> INSTRUCTIONS FOR THE TASK: Rewrite the lines of the listing between the line holding "mark the region of the dry" and the line holding "[[396,728],[396,653],[391,648],[344,649],[344,723]]", inclusive, putting "object" wherever "instance" appears and leaving everything else unchanged.

───── THE DATA

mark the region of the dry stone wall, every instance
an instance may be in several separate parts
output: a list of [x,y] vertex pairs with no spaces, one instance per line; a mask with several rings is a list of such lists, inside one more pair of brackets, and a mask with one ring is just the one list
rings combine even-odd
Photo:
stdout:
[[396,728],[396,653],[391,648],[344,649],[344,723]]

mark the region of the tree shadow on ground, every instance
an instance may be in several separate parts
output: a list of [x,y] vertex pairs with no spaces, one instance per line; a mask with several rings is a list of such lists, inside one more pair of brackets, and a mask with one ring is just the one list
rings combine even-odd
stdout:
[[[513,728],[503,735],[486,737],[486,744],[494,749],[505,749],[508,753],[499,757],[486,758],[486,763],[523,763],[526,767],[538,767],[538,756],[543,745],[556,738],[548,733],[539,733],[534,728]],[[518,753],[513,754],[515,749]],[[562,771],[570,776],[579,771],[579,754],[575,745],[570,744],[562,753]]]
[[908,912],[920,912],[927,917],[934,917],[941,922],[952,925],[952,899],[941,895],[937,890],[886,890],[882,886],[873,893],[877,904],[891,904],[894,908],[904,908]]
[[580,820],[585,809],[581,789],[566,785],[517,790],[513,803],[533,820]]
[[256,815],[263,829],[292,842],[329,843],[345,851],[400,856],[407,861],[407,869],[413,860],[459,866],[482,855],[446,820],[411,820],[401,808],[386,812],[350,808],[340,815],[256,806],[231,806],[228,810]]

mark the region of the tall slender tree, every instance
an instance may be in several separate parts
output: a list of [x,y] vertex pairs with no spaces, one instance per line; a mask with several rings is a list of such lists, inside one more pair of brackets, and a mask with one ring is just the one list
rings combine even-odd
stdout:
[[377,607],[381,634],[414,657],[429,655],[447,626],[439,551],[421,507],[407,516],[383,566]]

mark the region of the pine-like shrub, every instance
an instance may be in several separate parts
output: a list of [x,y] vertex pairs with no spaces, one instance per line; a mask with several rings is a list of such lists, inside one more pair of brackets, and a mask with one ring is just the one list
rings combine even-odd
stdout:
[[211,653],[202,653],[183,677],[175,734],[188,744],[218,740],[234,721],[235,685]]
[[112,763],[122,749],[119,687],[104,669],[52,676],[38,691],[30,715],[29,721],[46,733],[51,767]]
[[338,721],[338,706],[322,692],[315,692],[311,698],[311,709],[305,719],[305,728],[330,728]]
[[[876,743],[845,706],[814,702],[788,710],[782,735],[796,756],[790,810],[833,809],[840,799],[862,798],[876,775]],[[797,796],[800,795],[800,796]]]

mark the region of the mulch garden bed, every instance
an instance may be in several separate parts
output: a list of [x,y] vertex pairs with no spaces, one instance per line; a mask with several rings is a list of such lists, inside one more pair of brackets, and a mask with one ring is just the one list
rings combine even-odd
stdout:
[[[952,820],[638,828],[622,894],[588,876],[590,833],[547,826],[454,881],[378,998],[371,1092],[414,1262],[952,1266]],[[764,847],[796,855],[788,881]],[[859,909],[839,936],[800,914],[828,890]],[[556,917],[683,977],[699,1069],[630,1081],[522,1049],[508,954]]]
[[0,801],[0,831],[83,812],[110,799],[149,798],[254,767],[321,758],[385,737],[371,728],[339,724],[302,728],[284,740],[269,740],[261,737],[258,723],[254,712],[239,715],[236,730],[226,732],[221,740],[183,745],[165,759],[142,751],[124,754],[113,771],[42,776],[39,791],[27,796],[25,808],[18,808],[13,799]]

──────────
───── THE DATA

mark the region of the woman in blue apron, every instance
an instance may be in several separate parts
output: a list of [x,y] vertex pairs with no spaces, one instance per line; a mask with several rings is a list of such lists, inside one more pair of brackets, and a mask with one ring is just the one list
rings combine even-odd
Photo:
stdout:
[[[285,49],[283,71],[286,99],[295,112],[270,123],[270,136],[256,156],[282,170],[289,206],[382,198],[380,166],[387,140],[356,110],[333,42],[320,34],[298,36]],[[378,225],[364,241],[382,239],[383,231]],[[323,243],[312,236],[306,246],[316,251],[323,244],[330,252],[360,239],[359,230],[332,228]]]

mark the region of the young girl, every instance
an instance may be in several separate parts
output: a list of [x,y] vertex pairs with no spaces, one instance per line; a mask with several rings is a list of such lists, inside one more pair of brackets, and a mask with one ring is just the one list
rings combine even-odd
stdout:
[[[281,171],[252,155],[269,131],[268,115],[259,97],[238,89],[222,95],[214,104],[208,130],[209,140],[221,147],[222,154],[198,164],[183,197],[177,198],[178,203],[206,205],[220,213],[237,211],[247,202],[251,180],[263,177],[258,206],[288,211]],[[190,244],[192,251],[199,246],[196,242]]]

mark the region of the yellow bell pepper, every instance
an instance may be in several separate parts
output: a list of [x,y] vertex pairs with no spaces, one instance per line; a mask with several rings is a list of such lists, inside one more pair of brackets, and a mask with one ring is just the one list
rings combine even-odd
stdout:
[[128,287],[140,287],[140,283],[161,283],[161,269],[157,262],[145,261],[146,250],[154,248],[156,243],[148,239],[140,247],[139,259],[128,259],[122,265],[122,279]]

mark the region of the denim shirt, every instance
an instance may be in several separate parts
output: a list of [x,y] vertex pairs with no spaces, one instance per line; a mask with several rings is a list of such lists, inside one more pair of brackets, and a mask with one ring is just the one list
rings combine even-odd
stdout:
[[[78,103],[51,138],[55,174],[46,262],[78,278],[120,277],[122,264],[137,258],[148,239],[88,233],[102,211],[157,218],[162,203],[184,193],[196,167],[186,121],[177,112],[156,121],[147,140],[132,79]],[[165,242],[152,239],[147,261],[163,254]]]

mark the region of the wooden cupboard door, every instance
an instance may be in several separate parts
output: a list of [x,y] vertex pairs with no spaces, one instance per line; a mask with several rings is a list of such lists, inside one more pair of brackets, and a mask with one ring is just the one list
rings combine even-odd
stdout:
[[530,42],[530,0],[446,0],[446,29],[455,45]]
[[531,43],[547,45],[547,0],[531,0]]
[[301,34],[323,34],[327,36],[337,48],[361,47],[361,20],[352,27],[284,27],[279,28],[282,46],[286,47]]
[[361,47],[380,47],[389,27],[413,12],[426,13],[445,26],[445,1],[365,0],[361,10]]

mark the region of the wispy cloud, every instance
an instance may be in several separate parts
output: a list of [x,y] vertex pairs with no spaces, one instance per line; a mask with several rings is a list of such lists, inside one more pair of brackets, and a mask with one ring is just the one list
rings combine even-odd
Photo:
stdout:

──────────

> SOLUTION:
mark the region of the dry stone wall, every object
an object may be in several separate parts
output: a list of [x,y] vertex pairs with no spaces, one object per line; a mask with several rings is a list of such lists, inside one more pair of brackets, and a mask with one ring is just the one list
rings combine even-odd
Photo:
stdout:
[[396,728],[396,653],[391,648],[344,649],[344,723]]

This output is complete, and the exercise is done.